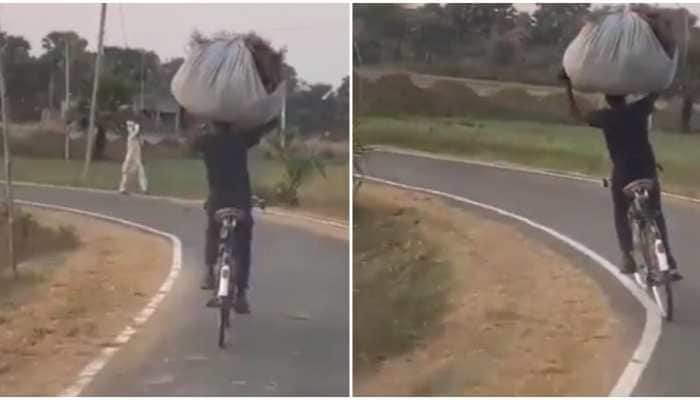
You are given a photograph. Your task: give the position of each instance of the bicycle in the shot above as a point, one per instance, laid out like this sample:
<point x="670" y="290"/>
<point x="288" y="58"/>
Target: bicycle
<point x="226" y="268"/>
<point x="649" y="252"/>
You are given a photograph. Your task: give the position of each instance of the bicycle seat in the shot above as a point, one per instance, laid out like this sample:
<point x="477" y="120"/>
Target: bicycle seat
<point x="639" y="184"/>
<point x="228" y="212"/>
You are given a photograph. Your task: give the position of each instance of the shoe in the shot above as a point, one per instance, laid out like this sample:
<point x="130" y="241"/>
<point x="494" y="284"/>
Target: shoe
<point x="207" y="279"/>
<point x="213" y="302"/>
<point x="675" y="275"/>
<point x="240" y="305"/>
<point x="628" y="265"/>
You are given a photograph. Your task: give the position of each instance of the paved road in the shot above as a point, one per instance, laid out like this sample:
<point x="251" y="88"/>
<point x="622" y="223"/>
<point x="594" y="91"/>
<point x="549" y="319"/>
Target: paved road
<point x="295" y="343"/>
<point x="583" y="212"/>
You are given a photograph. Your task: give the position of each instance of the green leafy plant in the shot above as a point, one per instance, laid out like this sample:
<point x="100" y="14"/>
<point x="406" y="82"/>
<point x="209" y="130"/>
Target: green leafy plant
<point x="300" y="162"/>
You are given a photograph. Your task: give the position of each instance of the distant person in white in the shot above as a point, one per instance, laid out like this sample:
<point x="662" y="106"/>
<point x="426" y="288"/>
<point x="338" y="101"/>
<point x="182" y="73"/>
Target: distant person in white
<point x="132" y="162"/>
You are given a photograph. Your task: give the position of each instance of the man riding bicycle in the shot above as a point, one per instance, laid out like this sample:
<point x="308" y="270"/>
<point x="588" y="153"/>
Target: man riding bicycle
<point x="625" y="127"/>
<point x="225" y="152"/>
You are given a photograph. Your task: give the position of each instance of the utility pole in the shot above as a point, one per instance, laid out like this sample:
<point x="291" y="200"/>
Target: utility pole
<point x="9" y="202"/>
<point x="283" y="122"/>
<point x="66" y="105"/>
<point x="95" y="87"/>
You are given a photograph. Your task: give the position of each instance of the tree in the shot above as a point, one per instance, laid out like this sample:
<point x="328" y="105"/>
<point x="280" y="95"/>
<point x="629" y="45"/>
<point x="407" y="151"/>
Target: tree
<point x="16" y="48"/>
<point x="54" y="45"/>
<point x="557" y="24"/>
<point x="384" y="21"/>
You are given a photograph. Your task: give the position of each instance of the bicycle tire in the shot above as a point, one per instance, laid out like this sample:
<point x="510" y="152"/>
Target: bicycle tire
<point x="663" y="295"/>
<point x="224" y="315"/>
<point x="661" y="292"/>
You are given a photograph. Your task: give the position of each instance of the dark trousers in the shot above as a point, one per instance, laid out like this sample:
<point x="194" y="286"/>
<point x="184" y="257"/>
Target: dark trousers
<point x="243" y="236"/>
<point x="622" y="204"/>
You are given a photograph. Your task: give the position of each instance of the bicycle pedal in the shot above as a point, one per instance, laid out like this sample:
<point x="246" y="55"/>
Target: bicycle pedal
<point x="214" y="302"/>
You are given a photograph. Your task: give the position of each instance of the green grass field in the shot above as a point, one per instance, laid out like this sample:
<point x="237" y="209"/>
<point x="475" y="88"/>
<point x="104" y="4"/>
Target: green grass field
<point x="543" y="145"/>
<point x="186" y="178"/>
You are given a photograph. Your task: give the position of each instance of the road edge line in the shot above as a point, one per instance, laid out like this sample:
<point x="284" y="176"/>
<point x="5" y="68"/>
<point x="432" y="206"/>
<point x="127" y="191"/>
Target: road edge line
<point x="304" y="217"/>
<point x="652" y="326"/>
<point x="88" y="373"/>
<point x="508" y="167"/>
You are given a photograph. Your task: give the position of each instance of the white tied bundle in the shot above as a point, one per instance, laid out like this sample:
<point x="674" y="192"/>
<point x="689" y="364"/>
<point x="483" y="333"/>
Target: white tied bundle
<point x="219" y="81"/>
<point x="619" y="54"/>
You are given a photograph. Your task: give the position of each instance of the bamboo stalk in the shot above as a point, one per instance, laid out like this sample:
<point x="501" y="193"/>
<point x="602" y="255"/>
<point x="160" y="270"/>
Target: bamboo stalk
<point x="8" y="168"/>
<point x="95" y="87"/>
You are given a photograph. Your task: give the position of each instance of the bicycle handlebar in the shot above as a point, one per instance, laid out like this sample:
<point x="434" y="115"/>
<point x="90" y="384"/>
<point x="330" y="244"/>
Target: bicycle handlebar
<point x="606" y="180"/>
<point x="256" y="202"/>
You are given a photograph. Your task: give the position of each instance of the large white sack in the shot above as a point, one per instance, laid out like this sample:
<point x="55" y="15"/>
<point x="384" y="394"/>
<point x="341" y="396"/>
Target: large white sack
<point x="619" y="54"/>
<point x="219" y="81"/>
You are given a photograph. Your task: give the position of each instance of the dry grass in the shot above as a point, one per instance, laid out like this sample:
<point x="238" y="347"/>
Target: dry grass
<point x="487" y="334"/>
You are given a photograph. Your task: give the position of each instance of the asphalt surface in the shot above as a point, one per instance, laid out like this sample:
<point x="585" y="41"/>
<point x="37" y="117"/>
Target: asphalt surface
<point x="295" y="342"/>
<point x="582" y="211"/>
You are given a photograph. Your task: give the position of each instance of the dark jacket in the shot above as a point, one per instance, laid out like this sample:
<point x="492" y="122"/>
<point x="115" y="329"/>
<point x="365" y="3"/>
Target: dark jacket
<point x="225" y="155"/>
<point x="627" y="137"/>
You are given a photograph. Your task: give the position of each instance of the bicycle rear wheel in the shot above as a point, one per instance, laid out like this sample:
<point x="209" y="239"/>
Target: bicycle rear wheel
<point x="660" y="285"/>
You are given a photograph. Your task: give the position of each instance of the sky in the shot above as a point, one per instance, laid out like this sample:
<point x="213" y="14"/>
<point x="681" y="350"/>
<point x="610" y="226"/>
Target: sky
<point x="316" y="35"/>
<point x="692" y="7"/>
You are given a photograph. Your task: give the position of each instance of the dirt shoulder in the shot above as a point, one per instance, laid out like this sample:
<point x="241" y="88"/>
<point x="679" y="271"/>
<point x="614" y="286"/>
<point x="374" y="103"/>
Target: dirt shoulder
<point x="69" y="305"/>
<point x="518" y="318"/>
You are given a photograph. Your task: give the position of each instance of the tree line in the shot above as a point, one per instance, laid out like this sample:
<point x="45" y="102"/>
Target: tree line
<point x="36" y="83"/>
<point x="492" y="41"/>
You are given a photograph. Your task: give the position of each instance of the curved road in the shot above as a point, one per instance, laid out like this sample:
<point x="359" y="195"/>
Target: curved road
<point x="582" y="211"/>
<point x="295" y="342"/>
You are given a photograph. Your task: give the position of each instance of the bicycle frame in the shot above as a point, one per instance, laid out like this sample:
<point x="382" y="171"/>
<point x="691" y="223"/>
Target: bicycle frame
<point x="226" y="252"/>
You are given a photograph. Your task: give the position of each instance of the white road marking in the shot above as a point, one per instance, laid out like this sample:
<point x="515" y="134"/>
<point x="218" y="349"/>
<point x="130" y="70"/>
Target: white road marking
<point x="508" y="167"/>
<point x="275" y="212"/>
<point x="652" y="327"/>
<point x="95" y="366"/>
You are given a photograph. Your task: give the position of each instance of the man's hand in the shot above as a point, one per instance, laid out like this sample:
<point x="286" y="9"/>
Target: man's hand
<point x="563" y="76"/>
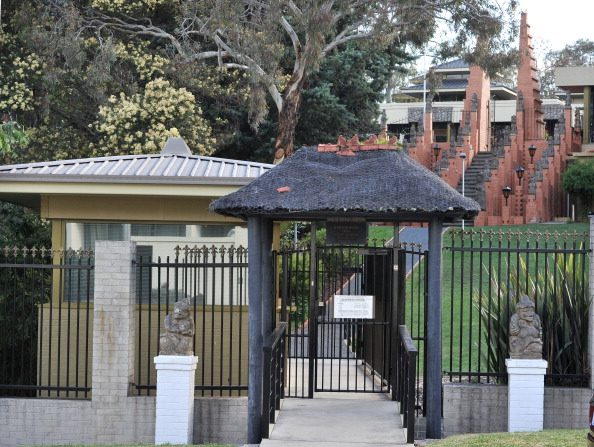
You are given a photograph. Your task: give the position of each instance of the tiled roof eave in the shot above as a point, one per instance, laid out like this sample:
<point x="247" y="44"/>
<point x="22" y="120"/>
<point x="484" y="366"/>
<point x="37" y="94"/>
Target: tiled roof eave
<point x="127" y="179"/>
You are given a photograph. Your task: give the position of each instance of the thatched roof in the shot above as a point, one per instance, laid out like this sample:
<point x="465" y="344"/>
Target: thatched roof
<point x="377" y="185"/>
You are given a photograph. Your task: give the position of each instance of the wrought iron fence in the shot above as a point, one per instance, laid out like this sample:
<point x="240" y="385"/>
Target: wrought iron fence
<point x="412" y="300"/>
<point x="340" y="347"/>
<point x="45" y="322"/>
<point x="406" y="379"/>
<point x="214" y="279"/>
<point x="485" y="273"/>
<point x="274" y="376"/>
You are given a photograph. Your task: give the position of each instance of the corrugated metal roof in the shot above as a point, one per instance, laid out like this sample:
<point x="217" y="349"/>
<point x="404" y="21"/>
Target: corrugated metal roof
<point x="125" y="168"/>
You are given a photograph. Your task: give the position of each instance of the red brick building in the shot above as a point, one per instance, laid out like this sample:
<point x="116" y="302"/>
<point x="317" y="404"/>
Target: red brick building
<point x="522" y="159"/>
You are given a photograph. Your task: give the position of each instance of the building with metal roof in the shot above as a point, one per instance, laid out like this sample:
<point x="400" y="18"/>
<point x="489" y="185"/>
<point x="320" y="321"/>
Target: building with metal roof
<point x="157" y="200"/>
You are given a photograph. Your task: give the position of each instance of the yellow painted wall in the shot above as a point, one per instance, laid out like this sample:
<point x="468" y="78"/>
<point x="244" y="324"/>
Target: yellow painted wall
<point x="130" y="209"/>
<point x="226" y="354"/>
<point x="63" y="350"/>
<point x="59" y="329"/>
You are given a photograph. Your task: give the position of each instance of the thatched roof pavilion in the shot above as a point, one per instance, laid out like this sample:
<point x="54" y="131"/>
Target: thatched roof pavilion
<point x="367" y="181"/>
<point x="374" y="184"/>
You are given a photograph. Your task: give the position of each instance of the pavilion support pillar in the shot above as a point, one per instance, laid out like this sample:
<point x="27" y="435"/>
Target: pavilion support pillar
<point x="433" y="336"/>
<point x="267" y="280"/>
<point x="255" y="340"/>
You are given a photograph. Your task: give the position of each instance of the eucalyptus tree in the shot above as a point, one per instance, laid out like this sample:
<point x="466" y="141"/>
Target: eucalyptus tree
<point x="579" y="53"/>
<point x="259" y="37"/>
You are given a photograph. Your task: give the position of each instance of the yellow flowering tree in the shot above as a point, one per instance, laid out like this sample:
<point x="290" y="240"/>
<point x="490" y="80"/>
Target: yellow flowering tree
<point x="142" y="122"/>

■ **WORK INSTRUCTIONS**: Everything from the line containing "of the eucalyptus" through the final line of the listing, inclusive, must be reproduced exactly; leave out the rest.

■ **THE COMPLETED TASK**:
You are given a photograph. Your task: give the position of each instance of the eucalyptus tree in the shot above as a point, one per instance, laid out like this sample:
<point x="466" y="141"/>
Target: eucalyptus tree
<point x="579" y="53"/>
<point x="259" y="37"/>
You are given a photograph. Your task: give the position of each instance of the yellow flowering tree in the shot above as a point, one per instance, laid out like this sample:
<point x="290" y="240"/>
<point x="490" y="80"/>
Target: yellow flowering tree
<point x="142" y="122"/>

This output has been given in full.